**Quoted passage:**
= = = = = = =
SANTA FE – It started as a way to “fix a glitch” in a years-old tax deduction for the massive nuclear-fuel enrichment plant in southeastern New Mexico by sightly expanding the exemption.
But some Senate Democrats are using the bill to attach a possible end date to the current tax break, which opponents say would be reneging on the original agreement and cost the state future business.
The dispute highlights a rift in the state’s practice of corporate tax incentives over how far the state should go to attract and keep specific businesses, and for how long.
Urenco USA in 2003 established a $3.2 billion nuclear fuel refinement plant near Eunice based in part on a state tax incentive that exempts “enriched uranium” – a $20 million annual savings for Urenco when the site reaches its 2015 capacity, according to state estimates.
The company approached the Legislature this session hoping to fix what it called a glitch in the 1999 “enriched uranium” exemption that fails to include an intended tax protection for any unprocessed uranium Urenco customers buy and sell from one another.
But some Senate Democrats say the company’s requested revision brings to light another error in the 1999 uranium exemption: The lack of a sunset clause that requires the benefit to be reviewed by the Legislature in the future or be allowed to expire if it isn’t serving its intended purpose.
“It doesn’t mean that we would end the exemption,” Sen. Gerald Ortiz y Pino, D-Albuquerque, said of the proposed end date. “It just means we take a look at it, and I think as a general policy that’s one we’ve always done. Why did we let it through when this was done? I guess we made some mistakes.”
A financial impact report of the bill updated by the Legislative Finance Committee this week says the law as now written “may violate” LFC tax policies without adding a sunset. The report also says expanding the tax exemption to include pre-enriched uranium would not cost the state anything extra because the pre-enriched uranium transactions currently take place in other states where they’re tax-exempt.
Urenco says broadening the current tax exemption would make it easier for it to do business in the state, and that wording revision has faced little opposition from lawmakers.
An effort to tack on a 2016 end date to the current exemption when the bill was heard in the Senate Finance Committee this week failed on a 7-3 vote as opponents – both Republicans and Democrats – said any threat to reconsider the uranium enrichment tax exemptions is a “bait-and-switch” on Urenco tax incentives in place at the time.
= = = = = = =
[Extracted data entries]

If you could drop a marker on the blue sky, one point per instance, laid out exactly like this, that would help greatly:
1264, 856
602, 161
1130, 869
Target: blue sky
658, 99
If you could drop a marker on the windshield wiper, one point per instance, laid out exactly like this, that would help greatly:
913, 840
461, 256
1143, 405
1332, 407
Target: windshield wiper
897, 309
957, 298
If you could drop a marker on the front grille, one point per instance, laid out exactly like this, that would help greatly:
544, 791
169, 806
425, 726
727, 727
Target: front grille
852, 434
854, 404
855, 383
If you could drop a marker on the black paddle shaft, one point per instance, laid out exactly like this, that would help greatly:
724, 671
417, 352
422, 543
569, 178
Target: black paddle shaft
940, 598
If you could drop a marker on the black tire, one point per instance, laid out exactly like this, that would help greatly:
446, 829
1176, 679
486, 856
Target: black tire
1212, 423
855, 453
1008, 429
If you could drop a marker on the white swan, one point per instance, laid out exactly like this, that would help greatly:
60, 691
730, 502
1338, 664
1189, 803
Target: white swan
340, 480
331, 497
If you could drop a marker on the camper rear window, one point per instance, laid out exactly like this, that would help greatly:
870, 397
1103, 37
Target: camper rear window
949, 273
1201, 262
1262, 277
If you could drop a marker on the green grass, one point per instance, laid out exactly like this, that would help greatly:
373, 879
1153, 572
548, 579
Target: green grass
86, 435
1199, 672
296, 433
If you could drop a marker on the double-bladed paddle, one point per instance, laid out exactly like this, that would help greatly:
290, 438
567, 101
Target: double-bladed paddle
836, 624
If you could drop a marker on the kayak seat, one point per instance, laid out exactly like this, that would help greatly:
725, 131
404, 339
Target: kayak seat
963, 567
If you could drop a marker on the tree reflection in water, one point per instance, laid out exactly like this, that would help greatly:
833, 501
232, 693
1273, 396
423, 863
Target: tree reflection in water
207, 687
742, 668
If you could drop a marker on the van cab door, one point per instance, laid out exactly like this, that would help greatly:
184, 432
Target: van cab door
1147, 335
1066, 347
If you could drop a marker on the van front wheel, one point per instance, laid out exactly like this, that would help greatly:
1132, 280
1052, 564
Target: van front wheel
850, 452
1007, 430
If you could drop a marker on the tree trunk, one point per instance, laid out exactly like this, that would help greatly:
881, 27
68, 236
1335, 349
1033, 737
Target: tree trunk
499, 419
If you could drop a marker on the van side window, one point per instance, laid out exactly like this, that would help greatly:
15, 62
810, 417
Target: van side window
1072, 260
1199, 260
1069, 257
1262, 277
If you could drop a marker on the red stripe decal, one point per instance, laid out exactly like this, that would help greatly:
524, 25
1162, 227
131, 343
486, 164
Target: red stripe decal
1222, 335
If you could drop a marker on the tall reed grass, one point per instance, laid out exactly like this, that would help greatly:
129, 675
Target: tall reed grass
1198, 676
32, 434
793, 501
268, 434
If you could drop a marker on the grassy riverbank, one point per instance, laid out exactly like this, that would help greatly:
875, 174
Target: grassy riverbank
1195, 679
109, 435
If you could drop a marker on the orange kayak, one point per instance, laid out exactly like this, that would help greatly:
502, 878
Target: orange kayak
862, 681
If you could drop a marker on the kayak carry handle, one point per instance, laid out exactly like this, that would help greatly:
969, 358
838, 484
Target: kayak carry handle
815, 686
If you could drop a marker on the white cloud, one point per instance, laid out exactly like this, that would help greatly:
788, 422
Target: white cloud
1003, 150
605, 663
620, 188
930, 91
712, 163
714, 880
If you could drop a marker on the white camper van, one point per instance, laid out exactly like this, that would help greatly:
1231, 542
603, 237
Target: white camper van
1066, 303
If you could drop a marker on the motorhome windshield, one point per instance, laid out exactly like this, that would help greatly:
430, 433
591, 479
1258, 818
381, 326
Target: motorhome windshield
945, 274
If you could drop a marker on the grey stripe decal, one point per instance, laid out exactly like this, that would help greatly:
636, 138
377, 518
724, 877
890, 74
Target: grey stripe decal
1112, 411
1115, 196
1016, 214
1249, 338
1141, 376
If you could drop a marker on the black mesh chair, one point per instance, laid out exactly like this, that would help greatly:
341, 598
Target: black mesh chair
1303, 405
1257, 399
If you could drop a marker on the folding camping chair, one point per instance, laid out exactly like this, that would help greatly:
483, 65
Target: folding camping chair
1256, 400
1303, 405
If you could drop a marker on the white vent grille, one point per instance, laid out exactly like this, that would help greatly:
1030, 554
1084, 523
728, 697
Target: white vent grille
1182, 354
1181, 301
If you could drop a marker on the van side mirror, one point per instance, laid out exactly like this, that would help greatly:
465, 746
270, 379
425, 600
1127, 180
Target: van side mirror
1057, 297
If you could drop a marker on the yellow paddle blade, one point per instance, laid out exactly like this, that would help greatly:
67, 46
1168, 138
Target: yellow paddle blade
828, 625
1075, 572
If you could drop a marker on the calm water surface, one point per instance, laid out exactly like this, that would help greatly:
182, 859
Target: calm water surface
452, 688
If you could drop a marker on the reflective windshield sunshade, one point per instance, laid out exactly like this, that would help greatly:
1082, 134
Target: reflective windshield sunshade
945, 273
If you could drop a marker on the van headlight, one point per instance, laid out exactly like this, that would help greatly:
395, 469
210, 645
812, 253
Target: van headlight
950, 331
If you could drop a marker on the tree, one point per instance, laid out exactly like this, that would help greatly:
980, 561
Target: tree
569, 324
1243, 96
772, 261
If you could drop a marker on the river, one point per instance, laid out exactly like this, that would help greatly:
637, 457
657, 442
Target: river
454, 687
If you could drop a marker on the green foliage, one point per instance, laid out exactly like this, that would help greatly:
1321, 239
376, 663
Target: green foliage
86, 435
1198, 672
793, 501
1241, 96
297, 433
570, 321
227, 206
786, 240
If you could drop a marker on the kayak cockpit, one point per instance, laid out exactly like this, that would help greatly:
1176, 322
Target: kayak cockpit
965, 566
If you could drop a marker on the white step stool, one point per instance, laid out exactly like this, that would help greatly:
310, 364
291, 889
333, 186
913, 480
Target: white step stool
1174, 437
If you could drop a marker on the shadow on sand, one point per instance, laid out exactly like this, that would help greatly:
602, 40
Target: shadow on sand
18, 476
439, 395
= = = = = = =
**Work instruction:** Please go on with the article on New Mexico's uranium enrichment tax exemption, starting right after its last sentence. The records have no connection to the article on New Mexico's uranium enrichment tax exemption.

**Reply to the exercise:**
Instead, end dates should be considered only for new tax incentives, some senators said.
But Sen. Stephen Fischmann, D-Mesilla Park, plans a second attempt to add an end date when the bill is debated on the Senate floor as early as today. A version of the bill that leaves out the end date passed the House on Thursday 62-6.
Urenco Community Affairs Director Brenda Brooks said the company – which reported $502 million in profits in 2010 – would reconsider future expansion of its New Mexico facility if a sunset date is imposed on the enriched uranium tax incentive. Brooks said the move would threaten a third phase of expansion that could begin within the next 10 years, although details of the future project have not been completed.
Adding an end date means “going into the substance of the bill the investment was made on, and from a fairness standpoint, I disagree with that,” said Senate Finance Committee Chair John Arthur Smith, D-Deming. “I agree with the fact that all these bills should have sunsets, but once the horse is out of the barn … then it’s very difficult to change that.”
Meanwhile, the governor is concerned that setting arbitrary dates that tax breaks could potentially expire if the Legislature doesn’t act creates too much uncertainty for business, Martinez spokesman Scott Darnell said Thursday.
“The governor’s chief concern would be with regard to how they could undermine predictability that many businesses need in order to invest in expanding and hiring new workers,” Darnell wrote in an e-mail.
Fischmann said the rift over sunsets underscores the need to review New Mexico’s practice of open-ended tax incentives.
“We have to start instituting a consistent policy that when we put in place a tax break to get people here – that’s great – but there’s a point when it ends,” Fischmann said. “One of the arguments that we keep hearing is we need consistency and predictability (for businesses), but if we’re consistent and predictable about how we impose a sunset, we’ve got consistency and predictability. We don’t have to sacrifice fair tax revenues to do that.”
No Sunset in Tres Amigas Tax Break
While many lawmakers insist possible “end dates” should be standard practice for all state tax incentives, one high-profile exemption is making its way through the Legislature.
A new electricity conversion tax exemption introduced this year to help lure Tres Amigas, LLC, to establish its $1.5 billion electrical grid superstation in New Mexico has no sunset.
That bill, sponsored by House Speaker Ben Luján, passed the House unanimously on Thursday.
The Tres Amigas project would build a hub near Clovis to connect the nation’s three major electrical grids. The project could also include an administrative center in the Albuquerque area. The project is expected to bring in hundreds of new jobs.
The Legislature took up the proposed tax incentive for Tres Amigas after company CEO Phillip Harris said the state’s current tax laws are a potential “deal killer” for the project to come to New Mexico. Without the tax break – or if the tax break is given a sunset date – Tres Amigas will consider relocating to another state, Tres Amigas Chief Operating Officer David Stidham told the Journal.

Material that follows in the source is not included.